— Page excerpt —
"""

2. Show them DIGNITY. When I worked in LA, the homeless men and women I talked to were often shocked that I would stop, sit down next to them, and actually ask them how they were doing. We have to remember that they are ignored 98% of the time. People won't even make eye contact. Even if we don't have money or feel comfortable giving money, we should stop and say hello and explain why. The best option, I think (and Bret you mentioned it), is to "invite them in" and eat dinner with them. Now, this doesn't mean you have to take them to your house. But I've tried to take some homeless men into McDonalds or IHOP or whatever food place is closest and order food with them. Instead of becoming objects of cheap charity, they become new friends with whom we share a meal. Breaking bread together was an important part of the early church's existence. Now obviously this isn't always possible because of our schedules, but occasionally we should be willing to eat with them if we do have the chance.

Another random lesson that I learned on the streets of LA is this: if you decide to stop and talk with a homeless person, don't stand over them if they're sitting down. Take the opportunity to sit next to them and talk. Standing over them is often degrading and doesn't show dignity. It's amazing how the walls come down when you're willing to sit on the ground with them. Also, don't be afraid to offer to pray with them. The homeless and the poor have more faith than anyone I have ever met. I was often blessed by the incredible faith of the homeless men and women I met. (It goes to show that riches blind our eyes to our need for Christ - see James 2).

"""

— Records —

"""

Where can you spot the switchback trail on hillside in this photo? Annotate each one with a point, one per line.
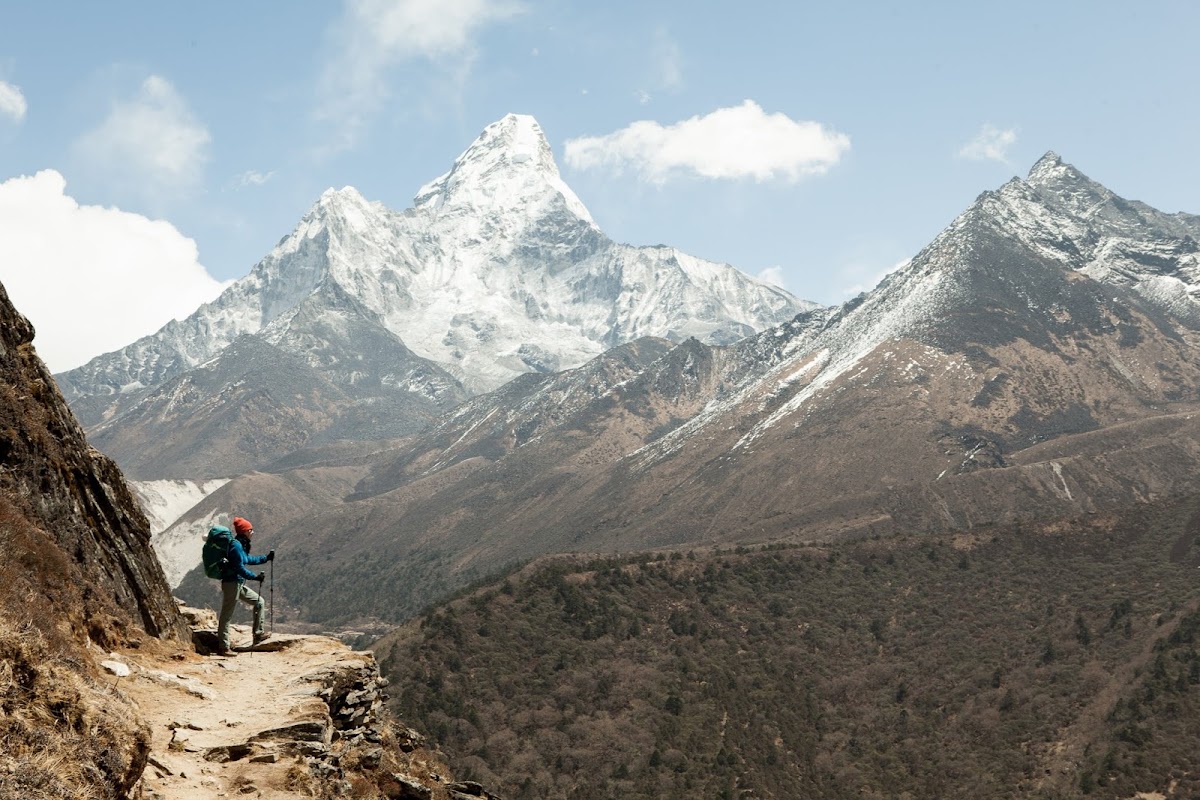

"""
"""

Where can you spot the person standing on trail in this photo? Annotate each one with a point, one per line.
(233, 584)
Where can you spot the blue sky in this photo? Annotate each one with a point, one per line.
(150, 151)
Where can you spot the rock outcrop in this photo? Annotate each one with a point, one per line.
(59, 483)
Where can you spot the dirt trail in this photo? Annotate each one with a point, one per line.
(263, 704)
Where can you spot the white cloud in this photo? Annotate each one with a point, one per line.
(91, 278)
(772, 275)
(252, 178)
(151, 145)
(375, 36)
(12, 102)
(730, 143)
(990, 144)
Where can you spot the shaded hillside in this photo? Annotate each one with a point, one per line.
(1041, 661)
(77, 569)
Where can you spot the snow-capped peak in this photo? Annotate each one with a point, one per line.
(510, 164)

"""
"""

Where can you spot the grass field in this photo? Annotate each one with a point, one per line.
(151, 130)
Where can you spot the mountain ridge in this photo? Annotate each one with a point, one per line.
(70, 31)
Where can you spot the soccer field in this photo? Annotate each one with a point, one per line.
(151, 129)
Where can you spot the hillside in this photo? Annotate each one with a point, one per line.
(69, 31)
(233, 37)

"""

— What is needed —
Repeat word for word the part of the passage on showing dignity to homeless people from "Another random lesson" to "see James 2).".

— Solution for this problem —
Another random lesson that I learned on the streets of LA is this: if you decide to stop and talk with a homeless person, don't stand over them if they're sitting down. Take the opportunity to sit next to them and talk. Standing over them is often degrading and doesn't show dignity. It's amazing how the walls come down when you're willing to sit on the ground with them. Also, don't be afraid to offer to pray with them. The homeless and the poor have more faith than anyone I have ever met. I was often blessed by the incredible faith of the homeless men and women I met. (It goes to show that riches blind our eyes to our need for Christ - see James 2).